EXERCICE COURT: Transformez toutes les lignes des enregistrements ci-dessous en une liste numérotée, en omettant les lignes vides.

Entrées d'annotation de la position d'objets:
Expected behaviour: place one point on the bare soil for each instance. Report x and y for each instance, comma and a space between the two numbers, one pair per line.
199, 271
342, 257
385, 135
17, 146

RÉSULTAT:
1. Expected behaviour: place one point on the bare soil for each instance. Report x and y for each instance, comma and a space between the two numbers, one pair per line.
2. 199, 271
3. 342, 257
4. 385, 135
5. 17, 146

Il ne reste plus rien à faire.